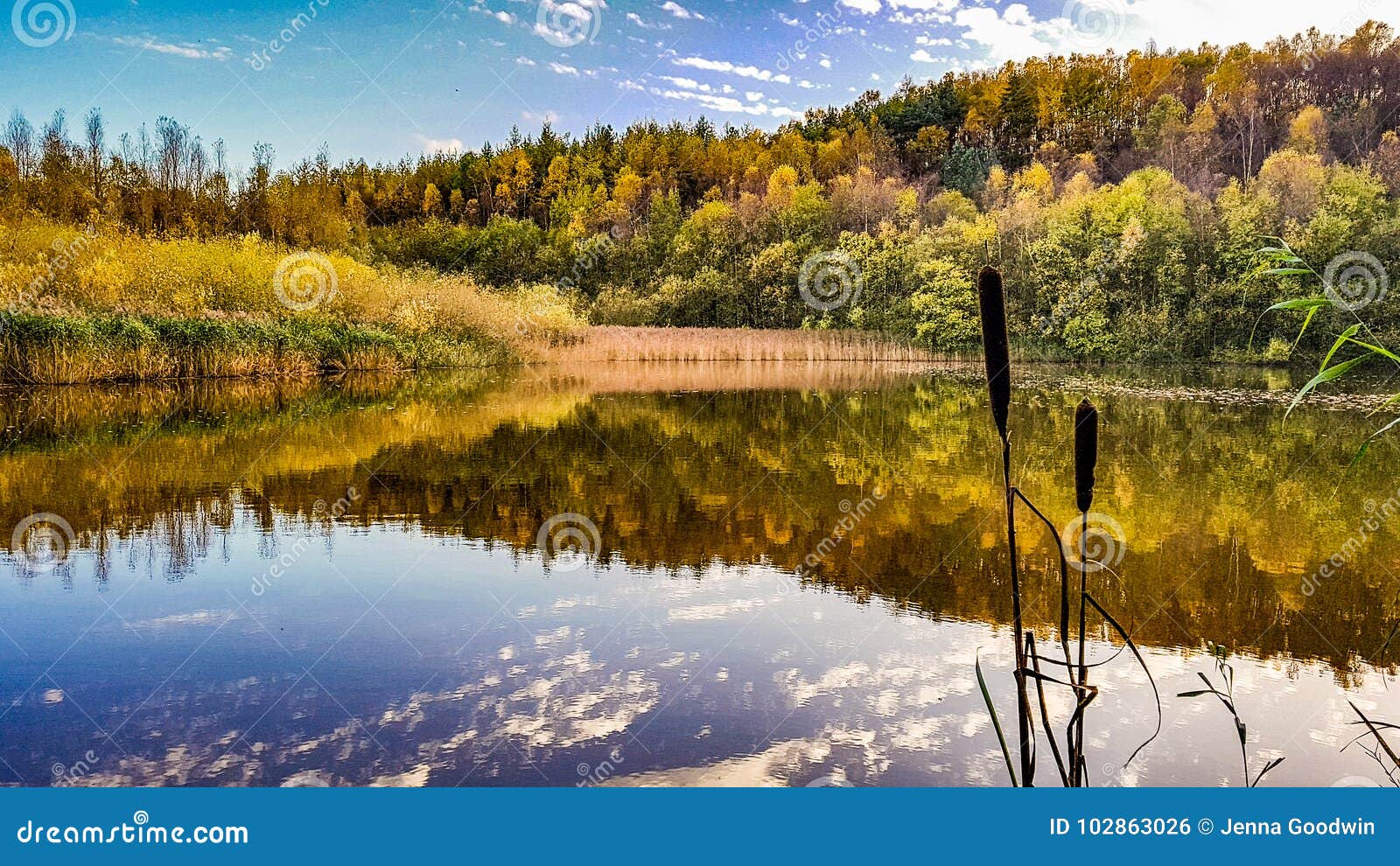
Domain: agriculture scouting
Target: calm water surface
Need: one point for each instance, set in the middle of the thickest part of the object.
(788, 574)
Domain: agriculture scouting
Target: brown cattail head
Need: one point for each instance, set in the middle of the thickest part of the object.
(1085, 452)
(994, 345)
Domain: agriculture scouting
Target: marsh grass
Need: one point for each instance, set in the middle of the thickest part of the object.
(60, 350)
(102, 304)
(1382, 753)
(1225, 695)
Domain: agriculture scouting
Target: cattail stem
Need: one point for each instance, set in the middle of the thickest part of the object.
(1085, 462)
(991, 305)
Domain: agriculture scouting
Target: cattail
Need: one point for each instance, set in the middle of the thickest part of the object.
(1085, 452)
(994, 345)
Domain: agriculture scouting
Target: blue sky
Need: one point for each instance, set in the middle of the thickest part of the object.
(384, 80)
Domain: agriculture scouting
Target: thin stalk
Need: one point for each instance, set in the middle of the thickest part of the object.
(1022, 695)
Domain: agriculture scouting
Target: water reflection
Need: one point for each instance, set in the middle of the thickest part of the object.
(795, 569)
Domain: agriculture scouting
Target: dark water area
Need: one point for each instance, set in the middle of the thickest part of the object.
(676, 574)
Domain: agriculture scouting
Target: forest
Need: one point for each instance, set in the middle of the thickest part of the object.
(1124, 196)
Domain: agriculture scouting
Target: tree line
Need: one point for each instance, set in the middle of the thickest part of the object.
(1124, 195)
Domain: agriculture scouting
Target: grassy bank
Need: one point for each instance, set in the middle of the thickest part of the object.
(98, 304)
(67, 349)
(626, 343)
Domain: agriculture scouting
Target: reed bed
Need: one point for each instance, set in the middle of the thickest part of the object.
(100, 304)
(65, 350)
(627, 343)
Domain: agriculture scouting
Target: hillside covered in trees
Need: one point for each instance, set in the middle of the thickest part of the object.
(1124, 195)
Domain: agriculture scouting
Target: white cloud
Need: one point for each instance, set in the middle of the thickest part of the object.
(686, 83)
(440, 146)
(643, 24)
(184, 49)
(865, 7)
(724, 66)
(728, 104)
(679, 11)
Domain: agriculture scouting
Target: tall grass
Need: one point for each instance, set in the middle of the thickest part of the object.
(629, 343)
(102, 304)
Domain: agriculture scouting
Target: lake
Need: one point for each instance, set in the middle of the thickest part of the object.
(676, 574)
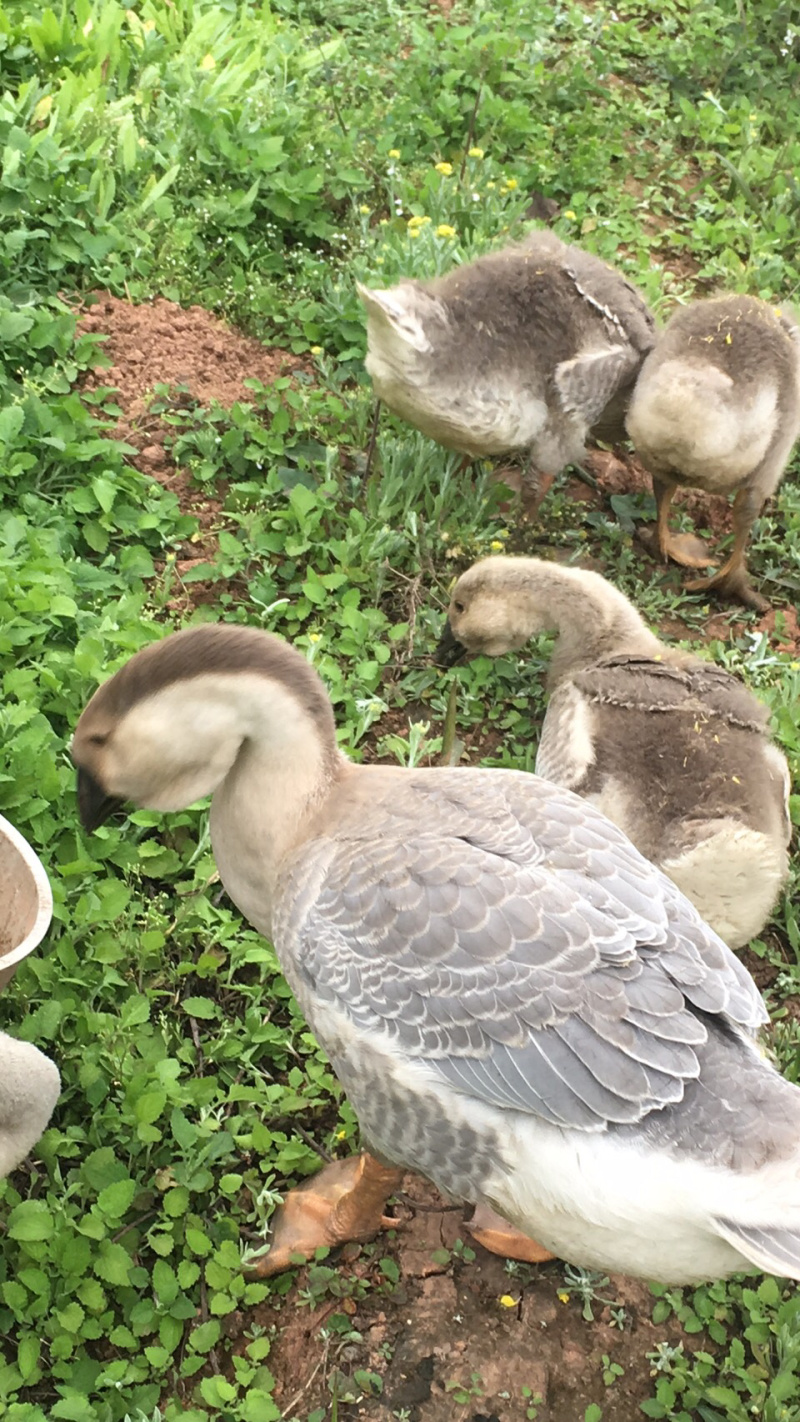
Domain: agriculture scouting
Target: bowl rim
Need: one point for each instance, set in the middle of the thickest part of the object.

• Problem requirements
Reproduce every line from the preceding data in which the word "water" can be found.

• Response below
Target: calm water surface
Target: water reflection
Target: dark water area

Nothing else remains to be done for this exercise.